### Problem 1
Decide whether each statement below agrees with the text on the AI co-clinician. Answer yes or no for each, and quote the words from the text that settle it.
(a) In triadic care, the physician keeps clinical authority.
(b) The blinded comparison drew on 98 realistic primary care queries.
(c) The objective analysis found no critical errors in the system.
### Problem 2
Answer these questions on the text about the AI co-clinician, one answer per line, marked like the questions.
(a) Which framework did the researchers adapt with academic physicians?
(b) What do the researchers call a failure to deliver critical information?
(c) What was the preference count against GPT-5.4-thinking-with-search?
### Problem 3
Extend the text on the AI co-clinician, beginning after its final sentence.
*** Text under study Section Begins ***
The concept of the AI co-clinician is based on what the researchers call "triadic care": AI agents assist patients throughout their treatment journey, while the physician retains clinical authority and control. The goal is an AI system that functions as a collaborative member of the medical team, supporting patients under clinical supervision.

For the clinician-side evaluation, the researchers worked with academic physicians to adapt the NOHARM framework, testing the system against two types of errors: providing incorrect information ("errors of commission") and failing to deliver critical information ("errors of omission").

In a blinded comparison using 98 realistic primary care queries, physicians consistently preferred the AI co-clinician's responses over leading evidence synthesis tools. Against an existing clinical AI system, the preference was 67 to 26; against GPT-5.4-thinking-with-search, it was 63 to 30. In the objective analysis, the system recorded one critical error across the 98 cases.
*** Text under study Section Ends ***
*** Extracted information Section Begins ***
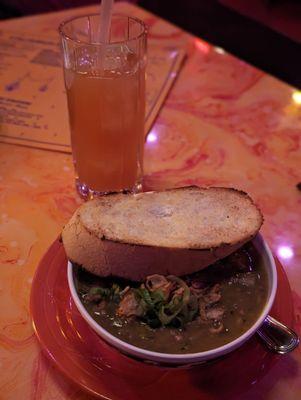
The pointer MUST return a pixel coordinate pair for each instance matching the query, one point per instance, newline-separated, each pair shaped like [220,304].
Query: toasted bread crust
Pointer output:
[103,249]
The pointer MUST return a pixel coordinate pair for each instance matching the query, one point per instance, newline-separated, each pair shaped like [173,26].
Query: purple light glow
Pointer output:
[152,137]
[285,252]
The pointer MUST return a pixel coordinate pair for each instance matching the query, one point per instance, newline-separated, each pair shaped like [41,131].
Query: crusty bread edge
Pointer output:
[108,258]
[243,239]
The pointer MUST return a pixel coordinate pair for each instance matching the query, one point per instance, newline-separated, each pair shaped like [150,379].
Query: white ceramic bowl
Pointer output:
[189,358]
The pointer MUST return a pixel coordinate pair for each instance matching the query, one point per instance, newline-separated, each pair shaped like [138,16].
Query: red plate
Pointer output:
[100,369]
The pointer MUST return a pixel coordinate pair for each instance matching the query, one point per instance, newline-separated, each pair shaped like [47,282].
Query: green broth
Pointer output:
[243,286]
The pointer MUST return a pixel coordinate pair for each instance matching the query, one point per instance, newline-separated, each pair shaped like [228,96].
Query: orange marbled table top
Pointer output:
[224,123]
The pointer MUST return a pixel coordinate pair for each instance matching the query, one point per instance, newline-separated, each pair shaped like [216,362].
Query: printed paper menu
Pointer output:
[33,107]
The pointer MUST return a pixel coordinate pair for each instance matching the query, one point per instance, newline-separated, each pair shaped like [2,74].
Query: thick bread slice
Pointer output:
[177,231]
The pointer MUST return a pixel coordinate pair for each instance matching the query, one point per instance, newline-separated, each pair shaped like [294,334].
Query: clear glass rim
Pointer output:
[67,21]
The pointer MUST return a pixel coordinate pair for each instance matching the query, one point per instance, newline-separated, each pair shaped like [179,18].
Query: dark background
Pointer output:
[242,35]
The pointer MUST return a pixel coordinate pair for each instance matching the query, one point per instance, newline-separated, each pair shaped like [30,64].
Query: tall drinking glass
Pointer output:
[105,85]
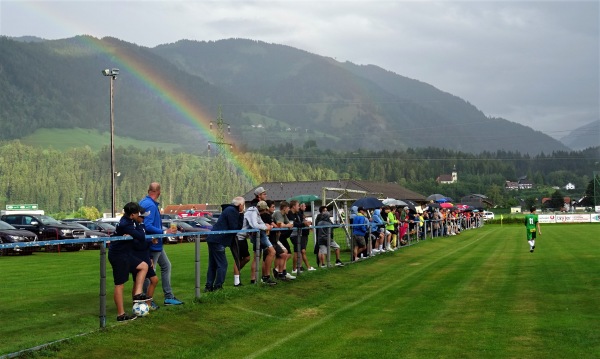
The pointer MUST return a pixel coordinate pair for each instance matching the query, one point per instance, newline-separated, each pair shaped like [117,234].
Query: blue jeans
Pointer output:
*** Extracted information Section Ends ***
*** Extracted information Section Begins ***
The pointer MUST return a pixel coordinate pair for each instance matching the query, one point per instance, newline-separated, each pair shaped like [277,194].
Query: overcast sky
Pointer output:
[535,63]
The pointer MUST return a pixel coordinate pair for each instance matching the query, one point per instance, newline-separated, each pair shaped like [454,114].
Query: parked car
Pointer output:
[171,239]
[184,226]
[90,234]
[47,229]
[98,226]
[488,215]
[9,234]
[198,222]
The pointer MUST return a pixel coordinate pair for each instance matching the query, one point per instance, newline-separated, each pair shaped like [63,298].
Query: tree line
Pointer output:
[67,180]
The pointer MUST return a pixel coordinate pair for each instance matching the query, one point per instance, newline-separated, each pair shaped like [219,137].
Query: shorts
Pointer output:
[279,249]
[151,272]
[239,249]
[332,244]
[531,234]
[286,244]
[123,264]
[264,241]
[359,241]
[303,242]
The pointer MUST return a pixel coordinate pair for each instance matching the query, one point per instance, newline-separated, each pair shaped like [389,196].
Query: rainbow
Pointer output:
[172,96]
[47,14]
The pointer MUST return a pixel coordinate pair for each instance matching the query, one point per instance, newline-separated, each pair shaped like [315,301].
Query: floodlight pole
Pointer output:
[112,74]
*** Extracted information Section Ends ***
*** Extracted information Section Begins ***
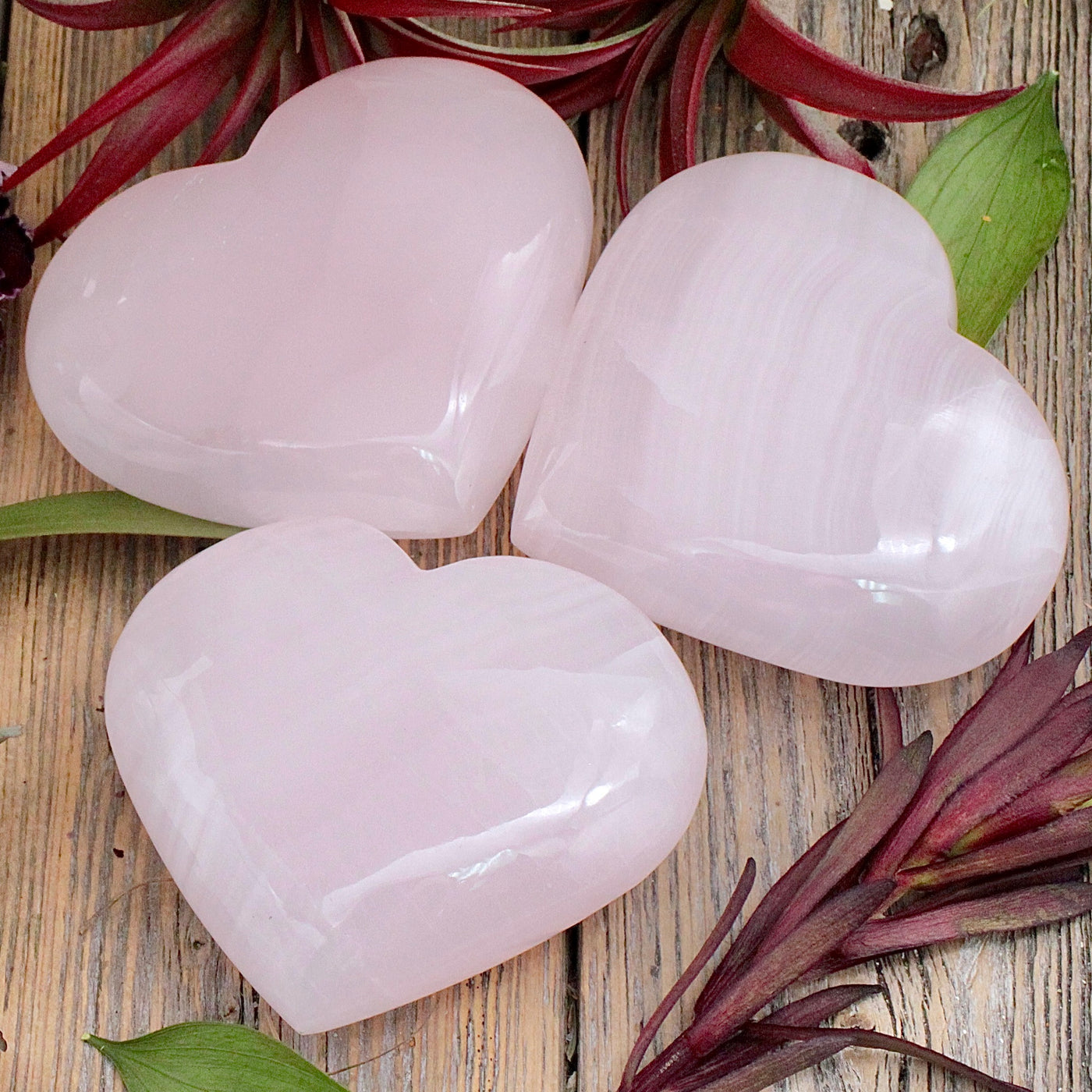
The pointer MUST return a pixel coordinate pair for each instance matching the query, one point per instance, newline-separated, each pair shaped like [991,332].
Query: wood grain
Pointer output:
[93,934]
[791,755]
*** Extracted information Section Ends ***
### Answer space 1
(a) Yes: "the physician retains clinical authority and control"
(b) Yes: "In a blinded comparison using 98 realistic primary care queries"
(c) No: "the system recorded one critical error across the 98 cases"

### Answer space 2
(a) The NOHARM framework.
(b) Errors of omission.
(c) 63 to 30.

### Answer space 3
In a blinded comparison with 98 realistic primary care queries, physicians clearly preferred the AI co-clinician over an existing clinical AI agent (67 to 26) and GPT-5.4-thinking-with-search (63 to 30). | Image: Google DeepMind

The advantage was especially pronounced on medication-related questions. The RxQA benchmark comprises 600 questions on drug compounds, interactions, and dosages — derived from national drug registries in two countries and verified by licensed pharmacists. These questions are challenging for general practitioners: with reference tools, they achieved only 61.3% correct answers; without any aids, just 48.3%.

The AI co-clinician scored 73.3%, while GPT-5.4-thinking-with-search achieved 72.7%. The gap widened further when questions were posed in open-ended format rather than multiple choice — that is, the way physicians actually look things up in practice. Here, the AI co-clinician reached a quality score of 95.0%, compared to 90.9% for OpenAI's model.

Multimodal Telemedicine: AI With Eyes, Ears, and Voice

Beyond text-based support, Google DeepMind is exploring how the AI co-clinician can be deployed with real-time audio and video in telemedicine scenarios. In collaboration with physicians at Harvard and Stanford, the researchers conducted a randomized simulation study involving 20 synthetic clinical scenarios, 10 physicians acting as patients, and a total of 120 hypothetical telemedicine encounters.

The AI co-clinician demonstrated capabilities that go beyond pure text systems — correcting a patient's inhaler technique, for example, and guiding shoulder examinations to identify a rotator cuff injury.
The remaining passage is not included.